● WHAT TO DO:
Can you quote all of the records below word for word, without changing a single character?

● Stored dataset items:
________________________________________

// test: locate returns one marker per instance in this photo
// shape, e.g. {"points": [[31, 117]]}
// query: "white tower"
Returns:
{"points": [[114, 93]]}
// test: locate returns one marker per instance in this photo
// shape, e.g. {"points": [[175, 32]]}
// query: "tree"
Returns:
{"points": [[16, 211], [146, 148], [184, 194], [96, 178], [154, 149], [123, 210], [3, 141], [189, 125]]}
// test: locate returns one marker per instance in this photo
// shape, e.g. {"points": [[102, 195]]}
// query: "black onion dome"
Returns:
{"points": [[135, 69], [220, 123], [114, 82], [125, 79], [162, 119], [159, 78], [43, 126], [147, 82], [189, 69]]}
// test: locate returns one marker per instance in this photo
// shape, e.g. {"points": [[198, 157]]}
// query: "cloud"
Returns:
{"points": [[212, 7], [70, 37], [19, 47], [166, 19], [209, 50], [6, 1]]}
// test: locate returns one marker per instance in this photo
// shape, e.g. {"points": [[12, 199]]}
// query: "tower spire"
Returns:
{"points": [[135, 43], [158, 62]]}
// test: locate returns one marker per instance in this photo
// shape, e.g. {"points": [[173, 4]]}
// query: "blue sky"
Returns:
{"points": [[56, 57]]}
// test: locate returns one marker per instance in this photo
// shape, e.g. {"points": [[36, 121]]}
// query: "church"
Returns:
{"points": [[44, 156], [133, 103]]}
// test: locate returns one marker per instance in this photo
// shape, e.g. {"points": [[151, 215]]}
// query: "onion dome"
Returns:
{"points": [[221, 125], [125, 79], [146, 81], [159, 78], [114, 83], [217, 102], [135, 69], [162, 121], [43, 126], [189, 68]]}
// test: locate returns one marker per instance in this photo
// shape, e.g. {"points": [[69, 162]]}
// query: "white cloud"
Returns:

________________________________________

● OUTPUT OF THE EXERCISE:
// test: locate returns one marker per instance in this photo
// shape, e.g. {"points": [[31, 117]]}
// query: "white tower"
Returns:
{"points": [[114, 93]]}
// test: locate returns one marker per instance in this photo
// shape, e.g. {"points": [[175, 32]]}
// query: "tree"
Returns:
{"points": [[16, 211], [146, 148], [184, 194], [96, 178], [154, 149], [123, 210], [3, 141], [189, 125]]}
// test: locate returns one marker per instance in this photo
// shape, e.g. {"points": [[102, 195]]}
// query: "black onion dome"
Returns:
{"points": [[135, 69], [220, 123], [114, 82], [125, 79], [162, 119], [159, 78], [43, 126], [147, 82], [189, 69]]}
// test: locate returns one marker per instance in this photo
// shape, e.g. {"points": [[198, 157]]}
// query: "cloud"
Returns:
{"points": [[212, 7], [70, 37], [19, 47], [166, 19], [209, 50], [6, 1]]}
// test: locate returns one marker per instance in this photo
// shape, e.g. {"points": [[12, 199]]}
// query: "tower spire"
Returns:
{"points": [[135, 43], [158, 62]]}
// test: locate returns one marker per instance in this photo
// shape, e.g. {"points": [[173, 4]]}
// query: "blue sky"
Returns:
{"points": [[56, 57]]}
// test: locate returns one marker per instance in this photo
// shape, e.g. {"points": [[36, 121]]}
// query: "church"
Returns:
{"points": [[44, 156], [133, 103]]}
// test: locate returns one marker per instance in this photo
// shape, e.g. {"points": [[151, 215]]}
// query: "onion dome"
Returns:
{"points": [[221, 125], [125, 79], [146, 81], [159, 78], [114, 83], [217, 102], [135, 69], [162, 121], [43, 126], [189, 68]]}
// test: locate returns one marker per instance in this photo
// shape, e.g. {"points": [[69, 162]]}
// query: "white cloud"
Returns:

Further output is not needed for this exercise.